Pointing dataset records »
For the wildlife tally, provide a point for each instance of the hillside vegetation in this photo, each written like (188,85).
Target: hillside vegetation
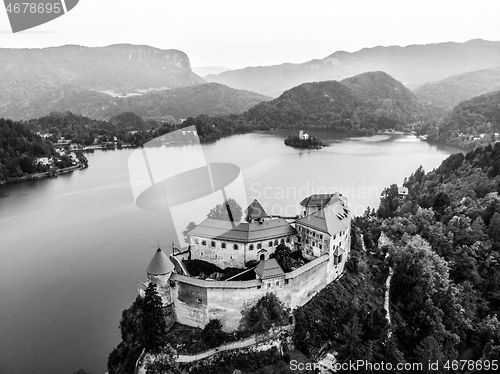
(362,104)
(413,65)
(27,75)
(211,99)
(443,244)
(471,123)
(450,91)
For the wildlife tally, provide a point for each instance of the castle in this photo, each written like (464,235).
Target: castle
(320,233)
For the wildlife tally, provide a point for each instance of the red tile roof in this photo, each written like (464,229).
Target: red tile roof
(269,269)
(255,210)
(160,264)
(244,232)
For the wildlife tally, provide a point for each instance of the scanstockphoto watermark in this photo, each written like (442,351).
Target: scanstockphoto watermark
(418,367)
(24,15)
(291,194)
(357,366)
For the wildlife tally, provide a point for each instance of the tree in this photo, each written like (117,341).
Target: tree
(282,255)
(153,322)
(212,334)
(268,311)
(191,225)
(220,211)
(163,362)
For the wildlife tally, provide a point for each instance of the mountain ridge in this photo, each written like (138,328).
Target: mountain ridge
(413,65)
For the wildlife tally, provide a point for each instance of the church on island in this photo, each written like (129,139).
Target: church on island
(318,239)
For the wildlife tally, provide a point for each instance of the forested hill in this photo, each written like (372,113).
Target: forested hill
(29,74)
(443,244)
(472,122)
(450,91)
(362,104)
(211,99)
(19,147)
(413,65)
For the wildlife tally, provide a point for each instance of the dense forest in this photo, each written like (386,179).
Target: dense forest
(471,123)
(21,144)
(19,147)
(442,242)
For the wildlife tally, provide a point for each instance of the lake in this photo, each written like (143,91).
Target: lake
(74,248)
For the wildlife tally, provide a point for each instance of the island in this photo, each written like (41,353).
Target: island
(304,141)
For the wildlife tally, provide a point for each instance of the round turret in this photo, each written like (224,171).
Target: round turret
(160,268)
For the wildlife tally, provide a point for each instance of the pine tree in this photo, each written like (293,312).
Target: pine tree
(154,324)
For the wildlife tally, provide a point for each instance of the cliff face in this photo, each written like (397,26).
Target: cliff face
(29,73)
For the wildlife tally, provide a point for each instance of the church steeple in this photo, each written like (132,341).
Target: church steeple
(160,264)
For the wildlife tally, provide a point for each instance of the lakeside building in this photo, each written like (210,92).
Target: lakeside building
(321,234)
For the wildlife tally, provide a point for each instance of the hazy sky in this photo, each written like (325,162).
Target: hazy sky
(236,34)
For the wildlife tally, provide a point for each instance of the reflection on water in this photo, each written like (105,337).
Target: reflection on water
(74,247)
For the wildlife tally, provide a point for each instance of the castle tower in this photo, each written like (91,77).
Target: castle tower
(159,270)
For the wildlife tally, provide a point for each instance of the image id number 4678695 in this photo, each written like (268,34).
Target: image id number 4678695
(33,8)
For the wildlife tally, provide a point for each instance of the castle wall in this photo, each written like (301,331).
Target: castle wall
(230,257)
(197,301)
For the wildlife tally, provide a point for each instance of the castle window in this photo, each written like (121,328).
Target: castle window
(337,259)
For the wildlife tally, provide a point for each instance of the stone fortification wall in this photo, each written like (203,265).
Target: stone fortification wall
(196,301)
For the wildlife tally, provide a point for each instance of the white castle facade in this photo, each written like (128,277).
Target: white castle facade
(321,233)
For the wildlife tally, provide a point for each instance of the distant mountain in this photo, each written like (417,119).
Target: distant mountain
(361,104)
(206,70)
(212,99)
(413,65)
(124,68)
(471,123)
(450,91)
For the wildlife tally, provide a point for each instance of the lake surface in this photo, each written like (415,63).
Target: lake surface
(74,248)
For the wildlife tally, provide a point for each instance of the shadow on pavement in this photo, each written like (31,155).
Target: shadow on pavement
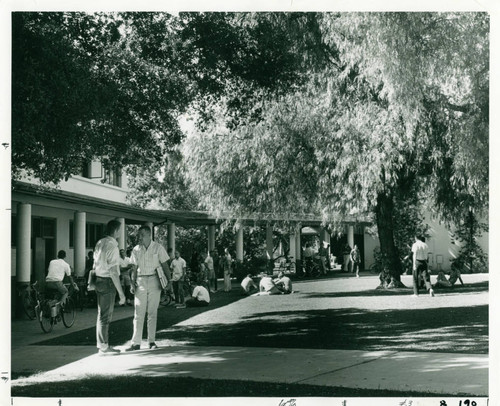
(121,330)
(445,329)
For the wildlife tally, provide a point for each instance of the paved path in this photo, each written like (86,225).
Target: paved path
(434,372)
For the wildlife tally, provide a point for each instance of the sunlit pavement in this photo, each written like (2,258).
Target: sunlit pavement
(433,372)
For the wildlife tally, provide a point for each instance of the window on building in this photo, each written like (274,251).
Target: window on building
(43,227)
(113,177)
(93,233)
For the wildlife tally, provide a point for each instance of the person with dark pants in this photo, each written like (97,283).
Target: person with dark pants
(178,267)
(420,252)
(106,265)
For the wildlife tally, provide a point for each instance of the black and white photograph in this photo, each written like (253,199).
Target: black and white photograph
(282,204)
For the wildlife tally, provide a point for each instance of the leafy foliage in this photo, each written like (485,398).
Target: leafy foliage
(471,257)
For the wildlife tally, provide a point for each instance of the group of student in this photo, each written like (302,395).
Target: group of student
(282,285)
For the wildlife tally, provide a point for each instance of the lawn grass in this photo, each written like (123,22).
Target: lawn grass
(136,386)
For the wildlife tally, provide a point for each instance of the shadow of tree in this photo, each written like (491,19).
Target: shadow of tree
(457,290)
(445,329)
(121,330)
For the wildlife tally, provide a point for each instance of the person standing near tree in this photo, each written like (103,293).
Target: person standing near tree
(227,263)
(346,254)
(209,263)
(125,267)
(355,259)
(106,265)
(178,267)
(420,253)
(147,257)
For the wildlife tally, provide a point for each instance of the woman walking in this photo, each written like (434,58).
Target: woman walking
(227,270)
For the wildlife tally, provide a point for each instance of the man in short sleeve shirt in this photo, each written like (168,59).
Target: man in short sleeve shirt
(146,257)
(106,265)
(420,252)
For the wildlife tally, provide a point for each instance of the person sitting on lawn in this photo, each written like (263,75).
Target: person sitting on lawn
(454,276)
(267,286)
(200,296)
(283,283)
(248,285)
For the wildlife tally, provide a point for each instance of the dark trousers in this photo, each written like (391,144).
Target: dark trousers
(106,292)
(178,291)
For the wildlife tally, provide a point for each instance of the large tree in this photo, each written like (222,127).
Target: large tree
(400,111)
(113,85)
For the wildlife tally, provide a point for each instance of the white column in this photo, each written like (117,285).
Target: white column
(328,241)
(298,245)
(239,243)
(171,237)
(211,237)
(23,244)
(122,239)
(292,251)
(350,235)
(80,219)
(269,241)
(152,228)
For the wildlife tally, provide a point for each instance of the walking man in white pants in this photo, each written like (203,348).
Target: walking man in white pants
(146,257)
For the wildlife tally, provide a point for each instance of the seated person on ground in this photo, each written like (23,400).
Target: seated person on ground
(58,269)
(267,286)
(200,296)
(441,281)
(248,285)
(283,283)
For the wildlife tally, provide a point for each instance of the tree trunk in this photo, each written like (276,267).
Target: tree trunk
(384,216)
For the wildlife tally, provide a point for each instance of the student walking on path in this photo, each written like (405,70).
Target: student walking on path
(106,265)
(147,256)
(178,266)
(420,269)
(228,261)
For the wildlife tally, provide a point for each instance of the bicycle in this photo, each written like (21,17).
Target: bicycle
(28,300)
(49,311)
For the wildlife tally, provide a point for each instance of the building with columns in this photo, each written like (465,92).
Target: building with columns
(73,217)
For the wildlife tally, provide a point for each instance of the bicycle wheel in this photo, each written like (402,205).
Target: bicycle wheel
(374,269)
(28,305)
(68,313)
(46,321)
(165,298)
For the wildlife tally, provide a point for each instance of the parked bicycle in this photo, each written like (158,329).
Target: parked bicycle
(50,311)
(28,300)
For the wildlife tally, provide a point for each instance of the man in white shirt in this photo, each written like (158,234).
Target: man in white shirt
(200,296)
(58,269)
(248,285)
(106,265)
(146,257)
(125,267)
(420,252)
(209,262)
(178,267)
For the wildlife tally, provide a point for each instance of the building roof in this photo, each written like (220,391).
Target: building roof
(135,214)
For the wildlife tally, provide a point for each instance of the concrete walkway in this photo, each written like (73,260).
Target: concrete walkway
(433,372)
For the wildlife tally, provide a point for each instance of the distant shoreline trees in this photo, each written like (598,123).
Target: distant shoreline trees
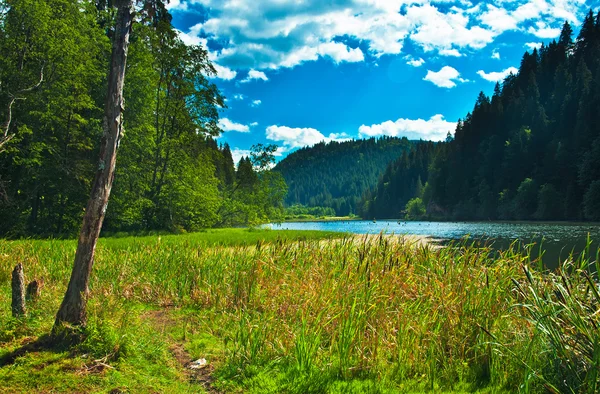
(529,152)
(171,175)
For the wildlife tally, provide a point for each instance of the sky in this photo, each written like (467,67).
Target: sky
(298,72)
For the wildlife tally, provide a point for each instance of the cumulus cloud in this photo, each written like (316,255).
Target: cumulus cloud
(224,73)
(297,137)
(497,76)
(415,62)
(254,74)
(270,34)
(445,78)
(533,45)
(227,125)
(339,52)
(450,52)
(435,128)
(545,32)
(498,19)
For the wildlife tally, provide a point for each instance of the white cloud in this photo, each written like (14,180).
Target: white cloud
(445,78)
(415,62)
(227,125)
(450,52)
(533,45)
(497,76)
(254,74)
(443,31)
(498,19)
(545,32)
(224,73)
(434,129)
(339,52)
(295,137)
(270,34)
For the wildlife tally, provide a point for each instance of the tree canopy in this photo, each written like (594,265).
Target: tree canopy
(171,172)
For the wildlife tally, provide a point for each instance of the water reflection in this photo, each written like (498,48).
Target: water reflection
(558,240)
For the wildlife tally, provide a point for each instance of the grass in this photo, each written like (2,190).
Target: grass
(291,312)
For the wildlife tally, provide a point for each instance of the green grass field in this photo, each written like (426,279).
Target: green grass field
(303,312)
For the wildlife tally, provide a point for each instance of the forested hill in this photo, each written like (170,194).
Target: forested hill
(531,151)
(336,174)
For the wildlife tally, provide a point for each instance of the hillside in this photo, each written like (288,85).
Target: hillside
(531,151)
(336,174)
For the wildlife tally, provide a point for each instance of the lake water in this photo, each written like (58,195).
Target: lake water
(557,239)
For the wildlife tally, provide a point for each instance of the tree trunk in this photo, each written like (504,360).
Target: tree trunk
(18,291)
(73,308)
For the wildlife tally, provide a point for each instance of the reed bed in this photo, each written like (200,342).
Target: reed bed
(378,315)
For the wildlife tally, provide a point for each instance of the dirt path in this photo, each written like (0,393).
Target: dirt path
(195,372)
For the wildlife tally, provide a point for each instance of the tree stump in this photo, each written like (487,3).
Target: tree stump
(18,291)
(34,289)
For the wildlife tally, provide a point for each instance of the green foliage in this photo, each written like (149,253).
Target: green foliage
(336,174)
(299,211)
(170,174)
(538,128)
(415,209)
(592,202)
(285,311)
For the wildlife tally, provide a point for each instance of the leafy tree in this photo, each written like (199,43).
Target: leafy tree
(592,202)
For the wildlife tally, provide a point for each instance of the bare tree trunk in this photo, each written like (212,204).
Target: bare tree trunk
(73,308)
(18,291)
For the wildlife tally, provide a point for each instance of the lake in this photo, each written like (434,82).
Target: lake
(557,239)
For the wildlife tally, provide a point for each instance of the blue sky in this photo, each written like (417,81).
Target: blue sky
(297,72)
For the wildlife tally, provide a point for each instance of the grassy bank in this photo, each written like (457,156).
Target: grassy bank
(289,315)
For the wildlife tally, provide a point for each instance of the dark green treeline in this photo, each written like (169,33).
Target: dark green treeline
(171,174)
(335,174)
(531,151)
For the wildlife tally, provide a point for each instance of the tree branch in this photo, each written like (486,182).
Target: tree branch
(6,137)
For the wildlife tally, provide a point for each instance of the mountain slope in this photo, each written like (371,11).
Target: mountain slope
(531,151)
(336,174)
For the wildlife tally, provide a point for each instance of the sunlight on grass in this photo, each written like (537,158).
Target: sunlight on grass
(292,313)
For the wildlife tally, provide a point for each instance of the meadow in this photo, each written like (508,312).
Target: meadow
(304,312)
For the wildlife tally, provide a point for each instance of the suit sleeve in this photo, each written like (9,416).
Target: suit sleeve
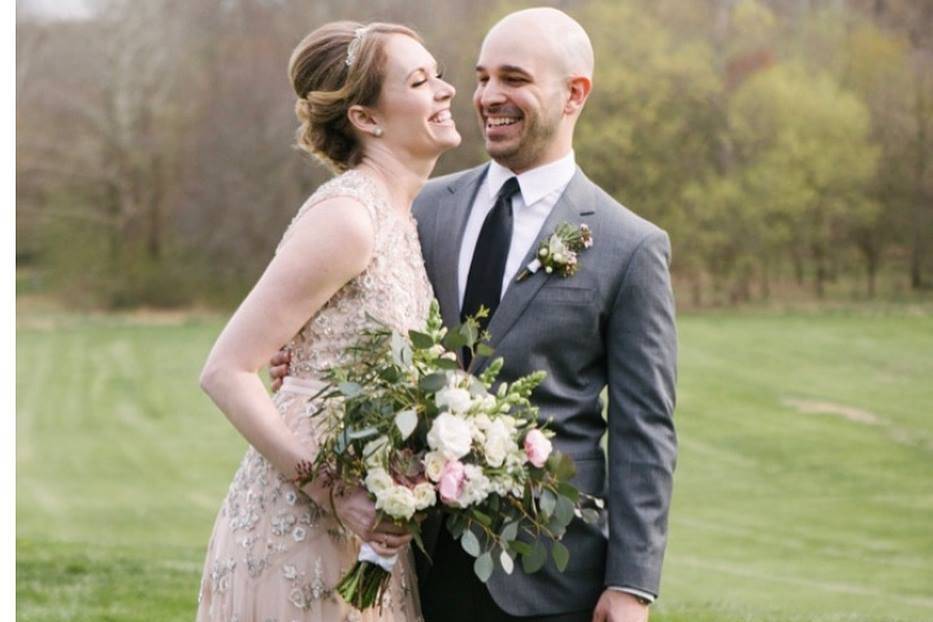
(642,361)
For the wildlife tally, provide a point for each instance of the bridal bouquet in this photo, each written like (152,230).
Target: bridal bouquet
(402,419)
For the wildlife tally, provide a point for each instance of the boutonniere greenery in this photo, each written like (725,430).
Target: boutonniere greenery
(558,252)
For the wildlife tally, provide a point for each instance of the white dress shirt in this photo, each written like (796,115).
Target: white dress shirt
(539,190)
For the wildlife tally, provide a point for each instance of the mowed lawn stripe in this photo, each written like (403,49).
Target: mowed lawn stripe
(779,514)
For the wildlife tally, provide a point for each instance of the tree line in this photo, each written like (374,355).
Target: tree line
(784,144)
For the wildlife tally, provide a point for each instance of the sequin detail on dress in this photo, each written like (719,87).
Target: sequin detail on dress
(274,554)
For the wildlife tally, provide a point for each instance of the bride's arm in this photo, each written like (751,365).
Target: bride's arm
(328,246)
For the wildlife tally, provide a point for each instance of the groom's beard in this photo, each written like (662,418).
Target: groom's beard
(537,133)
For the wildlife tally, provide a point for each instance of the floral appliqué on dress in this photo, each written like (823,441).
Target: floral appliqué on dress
(274,554)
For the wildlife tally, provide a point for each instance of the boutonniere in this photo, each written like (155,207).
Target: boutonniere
(558,252)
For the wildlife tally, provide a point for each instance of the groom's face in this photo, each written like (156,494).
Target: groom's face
(519,99)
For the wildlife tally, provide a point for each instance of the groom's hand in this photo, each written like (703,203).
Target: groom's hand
(278,368)
(616,606)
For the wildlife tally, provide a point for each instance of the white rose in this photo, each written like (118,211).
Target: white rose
(378,480)
(516,458)
(476,488)
(397,502)
(457,400)
(556,246)
(498,443)
(425,496)
(450,435)
(376,451)
(434,462)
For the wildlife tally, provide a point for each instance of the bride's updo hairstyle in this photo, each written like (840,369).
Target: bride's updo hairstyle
(337,66)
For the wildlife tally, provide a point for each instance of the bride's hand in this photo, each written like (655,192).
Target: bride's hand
(358,513)
(278,368)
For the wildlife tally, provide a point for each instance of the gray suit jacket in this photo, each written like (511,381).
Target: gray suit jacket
(611,324)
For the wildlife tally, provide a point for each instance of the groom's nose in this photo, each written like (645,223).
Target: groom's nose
(491,94)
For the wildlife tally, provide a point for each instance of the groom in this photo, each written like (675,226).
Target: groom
(609,325)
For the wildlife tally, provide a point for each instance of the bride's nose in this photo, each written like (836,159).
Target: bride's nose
(445,91)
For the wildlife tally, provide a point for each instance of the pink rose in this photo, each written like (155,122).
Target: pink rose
(451,483)
(537,447)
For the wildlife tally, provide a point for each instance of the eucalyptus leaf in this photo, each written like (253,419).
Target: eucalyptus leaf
(505,560)
(485,350)
(420,340)
(534,561)
(446,363)
(510,531)
(469,542)
(483,567)
(406,421)
(453,340)
(355,435)
(522,548)
(432,383)
(482,518)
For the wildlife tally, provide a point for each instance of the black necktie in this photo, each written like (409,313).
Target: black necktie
(484,284)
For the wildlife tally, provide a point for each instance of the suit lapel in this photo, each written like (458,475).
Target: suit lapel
(518,295)
(454,209)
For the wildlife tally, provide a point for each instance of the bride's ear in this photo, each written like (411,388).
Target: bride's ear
(363,120)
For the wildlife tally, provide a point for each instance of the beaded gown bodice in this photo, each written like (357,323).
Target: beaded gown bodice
(394,288)
(274,555)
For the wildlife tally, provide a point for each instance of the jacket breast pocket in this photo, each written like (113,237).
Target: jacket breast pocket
(566,295)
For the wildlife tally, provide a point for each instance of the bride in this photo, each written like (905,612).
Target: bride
(373,107)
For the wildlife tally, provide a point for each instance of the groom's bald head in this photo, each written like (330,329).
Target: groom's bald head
(553,34)
(534,74)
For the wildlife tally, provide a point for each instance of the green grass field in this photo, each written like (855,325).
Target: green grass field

Instruction »
Starting from the line with "written like (458,475)." and ending with the final line of the data, quote every line exactly, both ends included.

Complete output »
For the wildlife tally, provide a point for each instance of the suit lapel in this photo, each written like (458,475).
Target: suit lapel
(518,295)
(454,209)
For the wildlife tally, provide a point for each instance of the bride's ear in this photo, each written like (411,388).
Target: bride's ear
(363,120)
For the wildlife tally, provide a point for each instance of the beaded gown bodice in this photo, each written like (357,323).
Target: beaded gown bodice
(394,288)
(274,555)
For the wildlife tally, provide a point for each instance of the jacket breast pocket in this photo, each written like (113,237).
Target: jacket breast pocket
(566,295)
For the wildlife tally, provide a point for each instance of the bride in this photo, each written like (905,612).
Target: bride
(373,107)
For the wildlife tally, provide a point for each instance of the groom's bald head in this photo, each written like (330,329).
Target: groom's bald head
(553,34)
(534,74)
For the wildlife tally, provide a point for each instance of the green grass field in this photo, each written like (855,325).
Target: green grass field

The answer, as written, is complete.